**Exercise text**

A/B Test Analysis Live Walkthrough (Python)
Context
You are given a user-level randomized experiment dataset experiment.csv with columns:
-
user_id
-
variant ∈ {A, B}
-
assign_ts (UTC timestamp)
-
saw_treatment (0/1; whether the user actually saw the treatment)
-
country (categorical)
-
device (categorical)
-
pre_metric (pre-experiment baseline metric)
-
active_minutes_d7
-
paid_d7 (0/1)
-
revenue_d7
-
sessions_d7
-
crashes_d7
Assumptions:
-
One row per unique user (if duplicates exist, keep the earliest assign_ts per user).
-
Randomization occurred at the user level.
-
Outcomes are 7-day metrics post-assignment.
Tasks
Using Python, do the following:
-
Verify randomization via covariate balance tests and visualizations.
-
Define and justify the primary metric and guardrails.
-
Compute the ITT (intent-to-treat) for the primary metric with 95% CIs using both:
-
Analytic normal approximation (CLT) with cluster-robust SE at the user level.
-
Bootstrap (stratified by variant).
-
Apply CUPED using pre_metric and report variance reduction.
-
Handle noncompliance by estimating CACE via 2SLS (instrument: variant → saw_treatment). Discuss IV assumptions and diagnostics.
-
Check heterogeneity by country and device with multiple-testing control (e.g., Benjamini–Hochberg).
-
Assess power and MDE given observed variance and sample size.
-
Evaluate sequential peeking risk and show how a spending function or alpha-adjusted boundary would change conclusions.
-
Produce plots (ECDFs, quantile treatment effects, covariate-binned effects) to support findings.
-
Recommend ship/no-ship and call out the top two residual risks.

**Provided information**
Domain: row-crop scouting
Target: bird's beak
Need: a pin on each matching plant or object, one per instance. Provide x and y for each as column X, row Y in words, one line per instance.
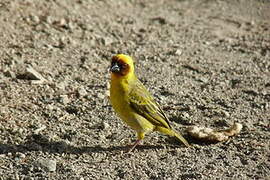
column 115, row 68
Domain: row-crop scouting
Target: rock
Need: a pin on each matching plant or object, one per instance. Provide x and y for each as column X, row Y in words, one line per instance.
column 105, row 125
column 100, row 96
column 31, row 74
column 46, row 164
column 64, row 99
column 39, row 129
column 9, row 73
column 19, row 156
column 178, row 52
column 82, row 92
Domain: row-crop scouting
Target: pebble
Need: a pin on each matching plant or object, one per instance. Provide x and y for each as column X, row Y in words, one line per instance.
column 64, row 99
column 19, row 156
column 100, row 96
column 178, row 52
column 82, row 92
column 46, row 164
column 105, row 125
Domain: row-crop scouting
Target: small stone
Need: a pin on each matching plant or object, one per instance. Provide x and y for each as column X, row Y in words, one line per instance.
column 82, row 92
column 64, row 99
column 35, row 19
column 31, row 74
column 46, row 164
column 39, row 129
column 105, row 125
column 106, row 41
column 100, row 96
column 19, row 156
column 9, row 73
column 178, row 52
column 62, row 85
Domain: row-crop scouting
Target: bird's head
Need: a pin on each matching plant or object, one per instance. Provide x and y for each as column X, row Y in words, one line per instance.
column 122, row 65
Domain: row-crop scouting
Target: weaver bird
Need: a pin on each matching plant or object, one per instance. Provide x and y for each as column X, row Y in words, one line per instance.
column 134, row 104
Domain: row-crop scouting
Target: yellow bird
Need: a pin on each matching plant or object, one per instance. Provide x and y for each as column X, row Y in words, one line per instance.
column 134, row 104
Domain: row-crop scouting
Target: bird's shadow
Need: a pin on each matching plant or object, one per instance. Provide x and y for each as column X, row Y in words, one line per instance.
column 38, row 142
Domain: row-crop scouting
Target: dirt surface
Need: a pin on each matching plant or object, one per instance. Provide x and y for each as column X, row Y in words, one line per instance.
column 207, row 62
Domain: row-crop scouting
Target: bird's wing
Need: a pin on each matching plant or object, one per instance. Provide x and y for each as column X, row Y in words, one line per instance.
column 143, row 103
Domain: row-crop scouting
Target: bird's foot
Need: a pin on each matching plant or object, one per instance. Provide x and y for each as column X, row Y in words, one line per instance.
column 134, row 145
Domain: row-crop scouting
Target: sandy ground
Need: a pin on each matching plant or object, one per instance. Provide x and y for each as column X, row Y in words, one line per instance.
column 207, row 62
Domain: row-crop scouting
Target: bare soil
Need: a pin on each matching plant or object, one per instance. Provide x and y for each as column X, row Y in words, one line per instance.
column 207, row 63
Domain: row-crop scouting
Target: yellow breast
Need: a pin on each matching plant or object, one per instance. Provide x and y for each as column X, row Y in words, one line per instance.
column 120, row 102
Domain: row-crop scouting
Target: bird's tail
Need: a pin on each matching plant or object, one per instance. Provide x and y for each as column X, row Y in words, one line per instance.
column 171, row 132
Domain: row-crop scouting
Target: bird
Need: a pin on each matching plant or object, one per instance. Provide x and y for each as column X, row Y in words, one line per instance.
column 134, row 104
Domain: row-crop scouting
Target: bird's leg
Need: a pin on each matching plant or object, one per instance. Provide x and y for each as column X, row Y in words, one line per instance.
column 140, row 136
column 134, row 145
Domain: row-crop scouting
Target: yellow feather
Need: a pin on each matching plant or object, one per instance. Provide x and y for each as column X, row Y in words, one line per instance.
column 134, row 104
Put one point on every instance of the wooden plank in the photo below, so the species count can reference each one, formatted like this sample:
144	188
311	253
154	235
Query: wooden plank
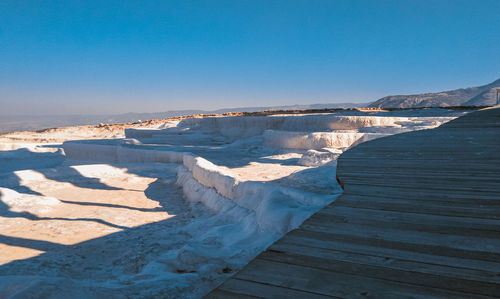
219	293
408	220
240	287
409	205
334	284
303	238
488	246
421	274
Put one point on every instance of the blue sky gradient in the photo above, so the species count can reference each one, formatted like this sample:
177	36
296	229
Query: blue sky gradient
59	57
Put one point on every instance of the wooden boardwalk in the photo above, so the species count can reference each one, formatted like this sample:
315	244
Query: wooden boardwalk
419	217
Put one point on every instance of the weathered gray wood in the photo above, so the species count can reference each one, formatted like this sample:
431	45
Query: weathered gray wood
254	289
419	217
477	282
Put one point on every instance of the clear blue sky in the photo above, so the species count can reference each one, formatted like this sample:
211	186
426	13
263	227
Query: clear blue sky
61	57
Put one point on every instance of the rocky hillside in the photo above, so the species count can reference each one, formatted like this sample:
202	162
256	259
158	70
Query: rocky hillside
473	96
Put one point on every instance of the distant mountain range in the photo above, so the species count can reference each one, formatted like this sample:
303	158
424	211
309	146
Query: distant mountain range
473	96
38	122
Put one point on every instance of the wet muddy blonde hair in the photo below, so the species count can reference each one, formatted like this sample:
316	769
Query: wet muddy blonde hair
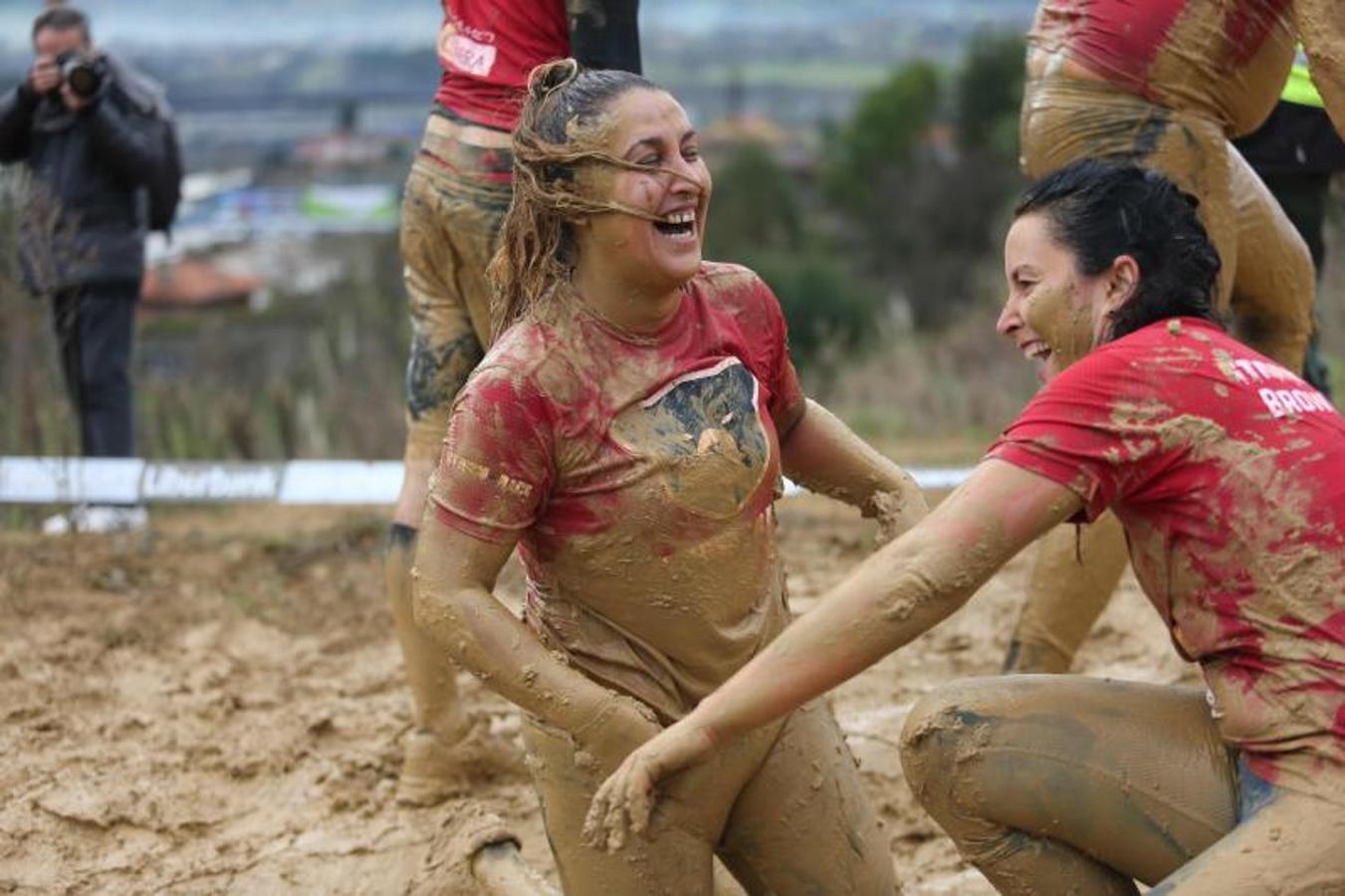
559	132
1102	210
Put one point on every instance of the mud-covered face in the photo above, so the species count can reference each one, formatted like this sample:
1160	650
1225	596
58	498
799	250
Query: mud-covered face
648	128
1054	314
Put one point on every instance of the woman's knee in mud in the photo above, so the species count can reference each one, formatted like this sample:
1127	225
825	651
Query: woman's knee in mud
943	730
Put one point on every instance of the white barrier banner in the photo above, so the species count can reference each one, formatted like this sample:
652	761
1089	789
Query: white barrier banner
126	481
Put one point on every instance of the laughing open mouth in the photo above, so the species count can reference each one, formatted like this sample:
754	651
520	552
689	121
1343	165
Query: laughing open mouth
681	225
1035	350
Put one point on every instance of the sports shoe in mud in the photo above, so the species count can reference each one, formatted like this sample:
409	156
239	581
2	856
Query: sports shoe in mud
475	852
97	518
432	772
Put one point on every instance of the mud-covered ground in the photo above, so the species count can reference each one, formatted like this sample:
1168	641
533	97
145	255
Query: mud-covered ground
217	705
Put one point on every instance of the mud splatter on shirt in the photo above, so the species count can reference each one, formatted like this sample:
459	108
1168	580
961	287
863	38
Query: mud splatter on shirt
1229	58
1229	473
638	474
487	49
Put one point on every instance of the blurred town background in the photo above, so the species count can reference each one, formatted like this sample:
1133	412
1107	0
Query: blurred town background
864	155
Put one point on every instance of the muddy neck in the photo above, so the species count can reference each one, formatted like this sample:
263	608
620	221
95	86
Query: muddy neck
632	307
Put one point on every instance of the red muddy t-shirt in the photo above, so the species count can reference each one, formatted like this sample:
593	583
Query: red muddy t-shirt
1229	473
1185	54
487	49
638	474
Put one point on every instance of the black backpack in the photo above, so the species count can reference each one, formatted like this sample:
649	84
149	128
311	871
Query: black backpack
145	97
164	183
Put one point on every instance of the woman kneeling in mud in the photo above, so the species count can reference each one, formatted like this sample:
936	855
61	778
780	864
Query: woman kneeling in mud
1226	471
627	432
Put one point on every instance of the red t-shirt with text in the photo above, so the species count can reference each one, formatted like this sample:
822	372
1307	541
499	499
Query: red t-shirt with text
489	47
1229	473
636	474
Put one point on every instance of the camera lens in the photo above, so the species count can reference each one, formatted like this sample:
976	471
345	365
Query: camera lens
84	76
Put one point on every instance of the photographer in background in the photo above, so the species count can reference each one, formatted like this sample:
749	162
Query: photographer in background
92	132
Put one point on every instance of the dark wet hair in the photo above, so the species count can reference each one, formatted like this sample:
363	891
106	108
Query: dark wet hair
537	238
1102	210
61	19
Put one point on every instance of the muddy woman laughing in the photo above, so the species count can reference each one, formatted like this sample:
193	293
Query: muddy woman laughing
627	432
1225	470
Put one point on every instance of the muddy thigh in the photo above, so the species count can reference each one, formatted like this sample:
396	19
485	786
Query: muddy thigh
448	236
1076	572
1284	842
1069	784
803	823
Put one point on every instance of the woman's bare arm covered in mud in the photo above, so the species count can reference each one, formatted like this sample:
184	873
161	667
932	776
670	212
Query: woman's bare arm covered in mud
1321	30
823	455
453	603
893	596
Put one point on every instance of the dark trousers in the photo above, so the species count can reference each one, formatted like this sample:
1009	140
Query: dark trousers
95	329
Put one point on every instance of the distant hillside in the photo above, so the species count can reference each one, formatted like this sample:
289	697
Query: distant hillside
412	22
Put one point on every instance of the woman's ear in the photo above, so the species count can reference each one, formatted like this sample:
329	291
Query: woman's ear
1122	283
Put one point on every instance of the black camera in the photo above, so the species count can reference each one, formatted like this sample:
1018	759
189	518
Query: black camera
84	72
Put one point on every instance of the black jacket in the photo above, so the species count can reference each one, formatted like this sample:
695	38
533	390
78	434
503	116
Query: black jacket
88	209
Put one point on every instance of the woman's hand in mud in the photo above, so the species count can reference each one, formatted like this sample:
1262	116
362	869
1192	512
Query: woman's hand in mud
612	734
624	802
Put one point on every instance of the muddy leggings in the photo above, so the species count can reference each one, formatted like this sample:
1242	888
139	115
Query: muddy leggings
1068	784
456	196
783	807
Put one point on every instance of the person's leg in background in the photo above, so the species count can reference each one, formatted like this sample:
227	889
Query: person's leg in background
1303	199
1072	580
1274	290
95	328
447	240
107	334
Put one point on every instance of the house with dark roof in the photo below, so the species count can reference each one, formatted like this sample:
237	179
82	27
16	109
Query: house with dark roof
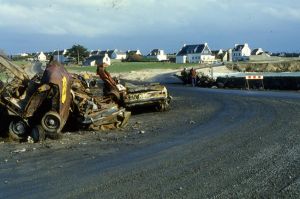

**Work instruction A**
Translate this sentence from the A/B test walkthrough into Spanish: "Randomization occurred at the user level."
**Work instruction B**
Do these statements agree with the A/B test walkthrough? For each, answer yes or no and quote the words that decide it. (i) For duplicate users, the latest assign_ts is kept. (ii) Outcomes are measured over the 7 days after assignment. (iii) The bootstrap is stratified by country.
**Work instruction C**
Please transcribe the part of the A/B test walkthrough starting at "A/B Test Analysis" and ending at "country (categorical)".
Nothing in the items is needed for what comes next.

**Answer area A**
La aleatorización se realizó a nivel de usuario.

**Answer area B**
(i) No: "keep the earliest assign_ts per user"
(ii) Yes: "Outcomes are 7-day metrics post-assignment."
(iii) No: "Bootstrap (stratified by variant)."

**Answer area C**
A/B Test Analysis Live Walkthrough (Python)
Context
You are given a user-level randomized experiment dataset experiment.csv with columns:
-
user_id
-
variant ∈ {A, B}
-
assign_ts (UTC timestamp)
-
saw_treatment (0/1; whether the user actually saw the treatment)
-
country (categorical)